Excerpted text
* * * *

Apparently they don't suck in the US. Most Americans don't opt for private schools despite making a shitload more.
The middle class in most of this country has enough pull to be able to effect changes if their schools suck too badly. The urban poor, not so much.
Au contraire, they suck big moldy green weenies; the trouble is, so do the parents who willingly send their kids to them. Public school is really nothing but institutionalized child abuse.
I'm paying a thousand a month to avoid free education of a child.
I'm paying $750.
Slightly over $1k monthly on a 12 month cycle, for a school that schools my child on 9 month cycles.
Why did they go all the way to India when they already had a bureau in Washington DC and New York that could have written the same story?
Maybe for the chicken tikka masala?
At least that bike is in good shape. The kids in DC have to take the metro.
Yet a free education is something that many parents will pay to avoid.
You get what you pay for, even in India.
Clearly these poor, non-Caucasian people don't understand the glories of public education. The parents themselves must not have been properly educated, so how could they possibly understand their own interests?
Behindertsein ist sch?n
German for monotonous?
Deutsch for "derp"
Good to know! Thanks!

* * * *

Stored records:
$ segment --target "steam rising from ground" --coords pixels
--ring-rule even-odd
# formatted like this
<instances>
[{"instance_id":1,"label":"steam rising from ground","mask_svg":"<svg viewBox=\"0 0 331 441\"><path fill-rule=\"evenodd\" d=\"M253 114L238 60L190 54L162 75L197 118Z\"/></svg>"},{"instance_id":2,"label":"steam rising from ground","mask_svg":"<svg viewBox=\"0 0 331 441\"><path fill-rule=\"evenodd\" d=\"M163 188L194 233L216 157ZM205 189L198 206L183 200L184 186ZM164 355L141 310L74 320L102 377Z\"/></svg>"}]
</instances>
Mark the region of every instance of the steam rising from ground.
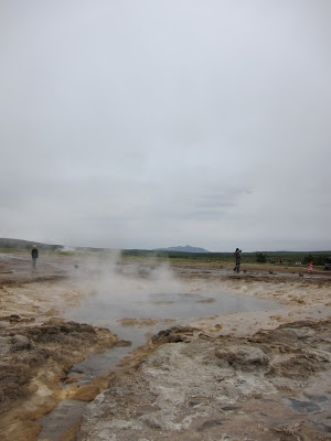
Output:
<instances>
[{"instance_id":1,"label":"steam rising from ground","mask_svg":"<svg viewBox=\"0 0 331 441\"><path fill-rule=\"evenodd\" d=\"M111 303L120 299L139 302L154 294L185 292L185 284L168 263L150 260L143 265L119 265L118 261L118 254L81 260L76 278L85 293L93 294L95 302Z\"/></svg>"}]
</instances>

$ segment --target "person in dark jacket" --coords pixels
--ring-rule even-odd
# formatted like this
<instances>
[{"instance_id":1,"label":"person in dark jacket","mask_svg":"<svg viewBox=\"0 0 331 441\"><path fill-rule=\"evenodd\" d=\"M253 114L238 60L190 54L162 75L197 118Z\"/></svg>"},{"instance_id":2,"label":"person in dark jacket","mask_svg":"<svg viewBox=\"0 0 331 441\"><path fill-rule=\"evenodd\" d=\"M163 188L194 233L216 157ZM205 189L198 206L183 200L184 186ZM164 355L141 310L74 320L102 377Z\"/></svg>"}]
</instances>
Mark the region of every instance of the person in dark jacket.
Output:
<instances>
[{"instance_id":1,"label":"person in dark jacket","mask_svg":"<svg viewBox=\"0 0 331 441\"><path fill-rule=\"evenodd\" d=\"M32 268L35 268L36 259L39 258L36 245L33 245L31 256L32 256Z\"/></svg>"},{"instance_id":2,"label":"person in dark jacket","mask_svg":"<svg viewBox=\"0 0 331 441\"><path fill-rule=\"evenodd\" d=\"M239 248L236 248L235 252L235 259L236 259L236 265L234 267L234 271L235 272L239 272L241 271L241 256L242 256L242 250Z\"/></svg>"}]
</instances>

* * * *

Task statement
In the comment thread above, which two cities are said to already have a bureau that could have written the same story?

Solved problem
Washington DC and New York.